● **Short task**
Reproduce word for word the lines of the rows below, starting at the line that contains "Find the brown" and ending at the final line of the rows.

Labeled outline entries
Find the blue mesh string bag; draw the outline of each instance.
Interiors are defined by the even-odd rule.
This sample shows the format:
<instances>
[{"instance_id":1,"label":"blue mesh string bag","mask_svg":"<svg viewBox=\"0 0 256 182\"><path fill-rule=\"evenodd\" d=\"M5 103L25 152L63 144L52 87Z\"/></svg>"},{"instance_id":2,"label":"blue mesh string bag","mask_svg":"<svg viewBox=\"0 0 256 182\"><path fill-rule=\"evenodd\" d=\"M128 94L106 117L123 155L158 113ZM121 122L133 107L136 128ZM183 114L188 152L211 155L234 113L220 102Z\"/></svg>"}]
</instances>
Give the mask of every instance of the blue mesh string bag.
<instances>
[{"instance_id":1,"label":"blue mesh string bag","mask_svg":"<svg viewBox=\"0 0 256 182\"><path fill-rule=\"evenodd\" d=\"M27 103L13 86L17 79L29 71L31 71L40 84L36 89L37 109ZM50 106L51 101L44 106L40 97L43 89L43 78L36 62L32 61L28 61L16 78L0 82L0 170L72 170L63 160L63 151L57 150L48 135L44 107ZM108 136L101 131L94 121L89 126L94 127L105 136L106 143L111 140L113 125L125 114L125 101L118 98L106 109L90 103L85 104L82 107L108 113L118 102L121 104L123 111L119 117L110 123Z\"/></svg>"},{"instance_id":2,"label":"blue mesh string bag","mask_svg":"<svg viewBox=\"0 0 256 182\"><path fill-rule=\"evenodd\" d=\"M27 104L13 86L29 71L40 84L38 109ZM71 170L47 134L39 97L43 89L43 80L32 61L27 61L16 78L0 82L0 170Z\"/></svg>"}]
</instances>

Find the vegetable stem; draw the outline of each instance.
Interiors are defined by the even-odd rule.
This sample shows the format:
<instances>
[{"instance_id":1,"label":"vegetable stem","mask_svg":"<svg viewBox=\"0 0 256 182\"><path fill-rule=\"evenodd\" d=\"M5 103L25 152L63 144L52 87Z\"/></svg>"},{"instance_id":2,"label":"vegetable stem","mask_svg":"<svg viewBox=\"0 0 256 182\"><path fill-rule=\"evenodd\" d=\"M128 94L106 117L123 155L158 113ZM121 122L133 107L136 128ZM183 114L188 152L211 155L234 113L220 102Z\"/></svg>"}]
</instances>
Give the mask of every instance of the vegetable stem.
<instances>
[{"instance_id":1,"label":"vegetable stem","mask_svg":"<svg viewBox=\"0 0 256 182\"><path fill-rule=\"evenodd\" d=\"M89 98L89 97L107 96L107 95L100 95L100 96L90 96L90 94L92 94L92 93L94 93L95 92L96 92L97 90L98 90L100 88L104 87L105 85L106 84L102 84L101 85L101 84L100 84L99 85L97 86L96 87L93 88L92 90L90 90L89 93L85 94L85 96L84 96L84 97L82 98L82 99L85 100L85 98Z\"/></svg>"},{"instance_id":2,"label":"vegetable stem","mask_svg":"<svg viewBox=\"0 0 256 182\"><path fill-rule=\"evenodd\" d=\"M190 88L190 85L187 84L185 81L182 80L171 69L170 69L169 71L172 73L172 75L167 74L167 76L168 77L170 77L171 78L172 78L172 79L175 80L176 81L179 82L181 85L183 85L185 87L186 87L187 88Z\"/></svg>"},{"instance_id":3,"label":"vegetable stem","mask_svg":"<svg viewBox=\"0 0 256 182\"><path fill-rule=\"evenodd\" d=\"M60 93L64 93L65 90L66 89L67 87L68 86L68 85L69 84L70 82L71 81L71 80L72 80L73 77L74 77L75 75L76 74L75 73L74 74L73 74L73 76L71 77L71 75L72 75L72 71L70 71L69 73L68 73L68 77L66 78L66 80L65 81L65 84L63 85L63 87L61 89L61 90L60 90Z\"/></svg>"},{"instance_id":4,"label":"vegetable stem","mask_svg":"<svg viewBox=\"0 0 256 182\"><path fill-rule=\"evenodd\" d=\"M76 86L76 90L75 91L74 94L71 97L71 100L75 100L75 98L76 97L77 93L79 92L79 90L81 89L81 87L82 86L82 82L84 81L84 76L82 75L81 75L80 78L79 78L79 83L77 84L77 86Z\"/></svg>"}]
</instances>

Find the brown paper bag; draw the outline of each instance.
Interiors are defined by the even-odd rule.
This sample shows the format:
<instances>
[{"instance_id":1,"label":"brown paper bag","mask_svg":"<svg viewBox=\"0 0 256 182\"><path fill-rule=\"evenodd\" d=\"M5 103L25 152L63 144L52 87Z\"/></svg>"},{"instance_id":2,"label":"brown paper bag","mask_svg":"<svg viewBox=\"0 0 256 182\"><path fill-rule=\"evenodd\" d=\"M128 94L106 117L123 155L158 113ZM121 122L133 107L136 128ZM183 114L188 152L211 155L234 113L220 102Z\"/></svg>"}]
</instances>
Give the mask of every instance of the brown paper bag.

● **Solution for this problem**
Find the brown paper bag; draw the outline of each instance.
Interiors are defined by the even-odd rule.
This sample shows the format:
<instances>
[{"instance_id":1,"label":"brown paper bag","mask_svg":"<svg viewBox=\"0 0 256 182\"><path fill-rule=\"evenodd\" d=\"M5 103L25 152L63 144L52 87Z\"/></svg>"},{"instance_id":2,"label":"brown paper bag","mask_svg":"<svg viewBox=\"0 0 256 182\"><path fill-rule=\"evenodd\" d=\"M128 94L106 117L123 155L158 113ZM121 122L133 107L136 128ZM183 114L188 152L211 155L234 113L220 102Z\"/></svg>"}]
</instances>
Give the mask of every instance of the brown paper bag.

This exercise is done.